The payoff for the attorneys makes these lawsuits a remarkably inefficient
way to raise revenue. In addition, the tobacco settlement creates
a multibillion dollars foundation for health research and disease
prevention without legislative approval or oversight.
At bottom, these lawsuits involve the familiar activist tactic
of using the judiciary to change the law. Two and a half years ago,
Dick Scruggs said at a Federalist Society conference here in the
District of Columbia that in the light of the misconduct of the
tobacco industry, "it really doesn't matter what legal theory
you use." His point was simple: the tobacco suits were vehicles
for changing the law. The attorneys general used novel legal theories
and crafted their complaints to avoid the traditional remedy of
subrogation, which allows defendants powerful arguments of assumption
of risk, contributory negligence, and statutes of limitation. These
lawsuits were filed en masse to politicize the judicial process
while a public relations campaign said it was all about kids. These
lawsuits represent the antithesis of the rule of law: namely, the
end justifies the means.
For those who want to curb this new form of lawsuit abuse, I offer
four ideas. First, some consideration needs to be given to a legislative
ban of government suits against manufacturers for indirect harm,
except for the traditional remedy of subrogation. If governments
sue industries for harm primarily suffered by citizens, such as
smokers, then the industries should be able to assert well-established
defenses of assumption of risk, contributory negligence, and statutes
of limitation. Governments should not have rights to sue that are
superior to the rights of the citizens on whose behalf the lawsuits
Second, there needs to be either a ban of contingent fee contracts
for government attorneys or tight regulation in this area. For a
long time, contingent fee contracts were considered unethical, but
that view gave way to the need for poor persons with valid claims
to have access to the legal system. Governments do not have this
problem. Governments are wealthy, because they have the power to
tax and condemn. Governments also control access to the legal system.
The use of contingent fee contracts allows governments to avoid
the appropriation process and create the illusion that these lawsuits
are being pursued at no cost to the taxpayers. These contracts also
create the potential for outrageous windfalls or even outright corruption
for political supporters of the officials who negotiated the contracts.

* [Provided material]
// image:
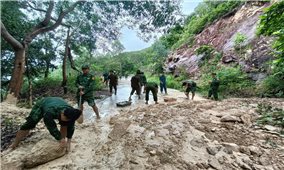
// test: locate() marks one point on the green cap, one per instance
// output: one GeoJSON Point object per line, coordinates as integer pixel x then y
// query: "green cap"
{"type": "Point", "coordinates": [85, 66]}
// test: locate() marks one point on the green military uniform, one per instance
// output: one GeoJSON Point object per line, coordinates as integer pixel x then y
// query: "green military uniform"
{"type": "Point", "coordinates": [49, 108]}
{"type": "Point", "coordinates": [143, 79]}
{"type": "Point", "coordinates": [136, 84]}
{"type": "Point", "coordinates": [213, 90]}
{"type": "Point", "coordinates": [153, 87]}
{"type": "Point", "coordinates": [191, 86]}
{"type": "Point", "coordinates": [87, 82]}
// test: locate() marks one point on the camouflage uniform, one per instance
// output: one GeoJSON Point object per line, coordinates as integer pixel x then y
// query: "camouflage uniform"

* [Required work]
Answer these questions from the passage on government tobacco lawsuits:
(a) According to Dick Scruggs at the Federalist Society conference, what doesn't matter?
(b) Which traditional remedy did the attorneys general craft their complaints to avoid?
(c) Why are governments wealthy?

* [Solution]
(a) He said that "it really doesn't matter what legal theory you use."
(b) They avoided subrogation.
(c) Governments have the power to tax and condemn.